TASK DESCRIPTION
Continue the hypothesis-testing text below, picking up right after its final sentence.

[[ EXCERPTED TEXT, beginning ]]

3. We typically reject the null hypothesis when the p-value is less than the significance level. So to reject the null hypothesis, H0: μ = 494, the significance level for this situation would be to be greater than .2743, which is high considering the typical significance level is .05.
4. Example 4.38 doesn’t quite make sense to me. I don’t really understand why there’s a higher chance of making a Type 1 error. It seems that by only looking at one side of the curve, you’re only half as likely to consider values with p-values below the significance level. Doesn’t this mean that you would only reject the null hypothesis half the time you should, meaning you’re making a Type II error?
1) p-value represents the probability that HA is more likely than Ho in the data while Ho is held true. The smaller p-value indicates higher probability to reject Ho.
2)The justification can be accepted since it is more likely to cause error when switching from double-sided to one-sided test. Besides, making changes after observing data can also introduce bias in the test.
3)If the p-value is less than alpha(significance level).
4)No question.
1. This p-value represents that there is a less than a 4% chance that a mean of less than 100 would be seen assuming the null hypothesis is true. Since there is such a small chance (<5%), this gives us good evidence to refute the null hypothesis in most cases.

[[ EXCERPTED TEXT, end ]]
[[ SUPPLIED MATERIAL, beginning ]]

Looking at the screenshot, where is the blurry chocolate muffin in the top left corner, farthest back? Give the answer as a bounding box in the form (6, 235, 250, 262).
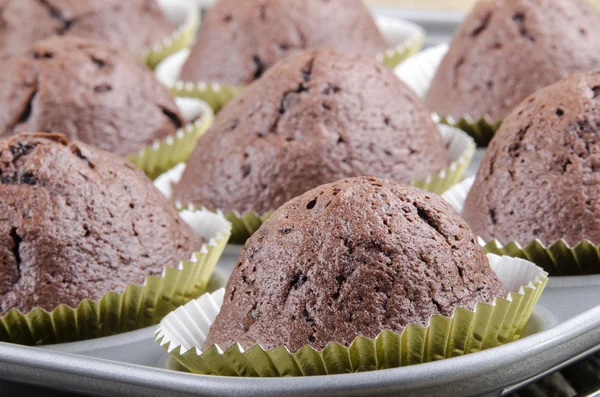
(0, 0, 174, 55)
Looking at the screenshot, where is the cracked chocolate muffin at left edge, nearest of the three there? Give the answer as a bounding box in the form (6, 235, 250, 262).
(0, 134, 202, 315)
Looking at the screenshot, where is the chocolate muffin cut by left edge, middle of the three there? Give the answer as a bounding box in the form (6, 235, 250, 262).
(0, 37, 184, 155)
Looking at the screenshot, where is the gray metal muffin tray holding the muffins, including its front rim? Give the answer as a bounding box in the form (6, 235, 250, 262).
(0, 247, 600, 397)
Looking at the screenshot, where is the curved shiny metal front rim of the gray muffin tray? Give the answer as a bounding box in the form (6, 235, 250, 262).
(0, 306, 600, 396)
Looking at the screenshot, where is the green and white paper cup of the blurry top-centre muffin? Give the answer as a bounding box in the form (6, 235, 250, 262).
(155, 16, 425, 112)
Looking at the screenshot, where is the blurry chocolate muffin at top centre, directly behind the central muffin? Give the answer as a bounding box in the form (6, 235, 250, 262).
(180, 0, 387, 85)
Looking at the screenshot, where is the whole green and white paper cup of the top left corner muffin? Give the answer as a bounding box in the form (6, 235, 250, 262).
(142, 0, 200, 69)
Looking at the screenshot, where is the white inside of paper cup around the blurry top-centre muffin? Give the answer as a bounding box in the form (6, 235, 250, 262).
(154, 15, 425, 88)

[[ SUPPLIED MATERIAL, end ]]
[[ SUPPLIED MATERIAL, beginning ]]

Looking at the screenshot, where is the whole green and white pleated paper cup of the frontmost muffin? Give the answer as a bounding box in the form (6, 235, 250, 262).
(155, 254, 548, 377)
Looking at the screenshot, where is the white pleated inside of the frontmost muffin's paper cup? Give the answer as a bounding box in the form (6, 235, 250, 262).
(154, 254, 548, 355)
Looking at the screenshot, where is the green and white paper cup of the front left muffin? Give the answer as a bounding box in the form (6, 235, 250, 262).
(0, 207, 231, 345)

[[ SUPPLIED MATERIAL, end ]]

ANSWER BOX
2. If we just chose one side without having seen the data, we will chose to reject the H0 about 5% of the time as shown in the above question. If, however, we can see the data and can see the two sided scenario, we can chose the best "side," and redo the one sided test with that side. However, since our answer considers both sides, our error doubles from 5% to 10%. This gives us a p-value that isn't suited for comparison to our significance level, so we are in danger of arriving at the wrong conclusion.
3. If a type 2 error is more dangerous or more costly than a type 1 error, we should choose a higher significance level. If it's higher than our p-value, then we can reject the null hypothesis.
4. How is conducting a two sided test with a p-value of half the significance value, then turning it into a one-sided test once you've identified the good side different from just doing a one sided test where the p-value is the same as the significance value? They both have the same error rate, are they both adequate to overthrow the null hypothesis?
1) It means that the probability that another data set will reflect the alternative hypothesis at least as well as did the current data set, given that the null hypothesis is true, is about 0.04. So the smaller the p value, the less likely it is that this data set supports the alternative hypothesis purely by chance (shows correlation).
2) In the example it makes sense. According to the book, the way they went about setting up a one-sided test would double the likelihood of error as compared to the two-sided test. However I am not positive it is true in every case–if perhaps you changed the acceptable range to match your expected error for two-sided tests you could avoid this problem.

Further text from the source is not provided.